What you need to do:
Please pick out every line in the rows below that contains the word "wooden" and copy each of those lines.

+ + + +

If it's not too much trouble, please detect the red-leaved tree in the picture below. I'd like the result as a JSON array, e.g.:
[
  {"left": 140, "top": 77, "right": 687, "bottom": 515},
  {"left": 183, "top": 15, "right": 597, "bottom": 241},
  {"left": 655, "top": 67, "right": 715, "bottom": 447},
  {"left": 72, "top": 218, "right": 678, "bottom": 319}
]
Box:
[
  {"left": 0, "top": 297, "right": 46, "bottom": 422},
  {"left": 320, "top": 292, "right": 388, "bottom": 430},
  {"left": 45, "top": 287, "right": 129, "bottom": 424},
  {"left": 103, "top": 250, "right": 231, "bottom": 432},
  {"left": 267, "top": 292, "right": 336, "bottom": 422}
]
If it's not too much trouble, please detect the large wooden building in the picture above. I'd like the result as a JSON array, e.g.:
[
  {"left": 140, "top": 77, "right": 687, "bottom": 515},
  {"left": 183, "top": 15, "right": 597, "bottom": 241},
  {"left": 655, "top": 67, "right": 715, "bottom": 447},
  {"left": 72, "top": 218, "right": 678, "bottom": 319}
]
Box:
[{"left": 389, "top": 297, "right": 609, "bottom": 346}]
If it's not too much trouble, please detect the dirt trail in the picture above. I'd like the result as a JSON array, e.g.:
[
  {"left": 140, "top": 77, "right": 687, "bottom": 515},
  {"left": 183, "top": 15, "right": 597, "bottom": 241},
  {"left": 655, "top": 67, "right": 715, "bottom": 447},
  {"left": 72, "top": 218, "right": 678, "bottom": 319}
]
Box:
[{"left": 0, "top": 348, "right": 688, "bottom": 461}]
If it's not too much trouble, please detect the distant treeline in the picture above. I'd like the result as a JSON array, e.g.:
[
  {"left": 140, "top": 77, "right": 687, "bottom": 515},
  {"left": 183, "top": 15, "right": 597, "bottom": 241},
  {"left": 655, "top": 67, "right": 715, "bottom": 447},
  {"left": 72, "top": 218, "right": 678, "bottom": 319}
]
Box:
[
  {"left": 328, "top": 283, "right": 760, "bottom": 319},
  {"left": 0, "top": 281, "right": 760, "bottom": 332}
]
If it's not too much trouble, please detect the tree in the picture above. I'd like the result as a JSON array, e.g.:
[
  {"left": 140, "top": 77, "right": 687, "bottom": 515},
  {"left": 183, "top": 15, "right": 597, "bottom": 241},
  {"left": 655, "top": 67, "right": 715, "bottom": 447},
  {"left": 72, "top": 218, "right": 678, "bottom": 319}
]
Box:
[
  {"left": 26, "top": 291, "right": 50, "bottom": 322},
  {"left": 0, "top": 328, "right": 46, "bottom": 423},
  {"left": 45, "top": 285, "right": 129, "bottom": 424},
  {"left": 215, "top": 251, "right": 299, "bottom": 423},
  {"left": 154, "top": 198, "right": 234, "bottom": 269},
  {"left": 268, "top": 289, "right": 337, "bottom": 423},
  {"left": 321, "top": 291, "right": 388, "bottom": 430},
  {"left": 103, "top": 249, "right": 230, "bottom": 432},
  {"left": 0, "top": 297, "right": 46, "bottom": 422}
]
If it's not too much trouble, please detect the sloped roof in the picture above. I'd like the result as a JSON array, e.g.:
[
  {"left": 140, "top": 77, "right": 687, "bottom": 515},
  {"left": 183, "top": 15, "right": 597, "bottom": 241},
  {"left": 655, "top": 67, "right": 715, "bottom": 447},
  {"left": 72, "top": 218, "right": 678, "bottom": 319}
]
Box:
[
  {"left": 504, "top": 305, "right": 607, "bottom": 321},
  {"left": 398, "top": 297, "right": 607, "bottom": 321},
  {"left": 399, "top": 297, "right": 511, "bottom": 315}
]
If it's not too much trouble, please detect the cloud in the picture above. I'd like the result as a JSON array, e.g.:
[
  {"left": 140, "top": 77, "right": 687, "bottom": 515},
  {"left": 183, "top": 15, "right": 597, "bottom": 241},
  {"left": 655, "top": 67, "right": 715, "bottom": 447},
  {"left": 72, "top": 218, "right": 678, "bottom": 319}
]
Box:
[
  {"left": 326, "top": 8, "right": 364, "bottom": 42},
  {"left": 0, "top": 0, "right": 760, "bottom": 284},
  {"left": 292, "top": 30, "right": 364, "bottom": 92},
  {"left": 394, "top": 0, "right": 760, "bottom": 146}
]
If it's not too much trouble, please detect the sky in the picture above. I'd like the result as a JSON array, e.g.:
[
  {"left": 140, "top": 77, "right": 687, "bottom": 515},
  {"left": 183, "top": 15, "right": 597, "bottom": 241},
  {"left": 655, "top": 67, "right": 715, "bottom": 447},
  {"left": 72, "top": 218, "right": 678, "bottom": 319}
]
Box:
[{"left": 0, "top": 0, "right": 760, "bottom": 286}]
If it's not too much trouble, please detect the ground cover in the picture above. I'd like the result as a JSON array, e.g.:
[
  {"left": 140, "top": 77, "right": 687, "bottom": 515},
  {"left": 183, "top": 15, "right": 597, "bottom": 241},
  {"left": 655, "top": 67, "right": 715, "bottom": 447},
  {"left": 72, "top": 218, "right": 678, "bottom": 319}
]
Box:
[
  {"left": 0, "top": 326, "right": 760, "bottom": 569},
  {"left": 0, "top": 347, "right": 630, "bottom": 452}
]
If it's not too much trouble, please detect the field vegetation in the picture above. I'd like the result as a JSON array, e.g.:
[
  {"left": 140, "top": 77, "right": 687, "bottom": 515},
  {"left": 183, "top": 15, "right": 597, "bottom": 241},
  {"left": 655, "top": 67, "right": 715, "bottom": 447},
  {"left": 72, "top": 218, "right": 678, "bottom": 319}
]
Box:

+ + + +

Response to the exercise:
If it's not too much trouble, please detect the large wooden building in the picture above. I'd like the result as a JSON array, e.g.:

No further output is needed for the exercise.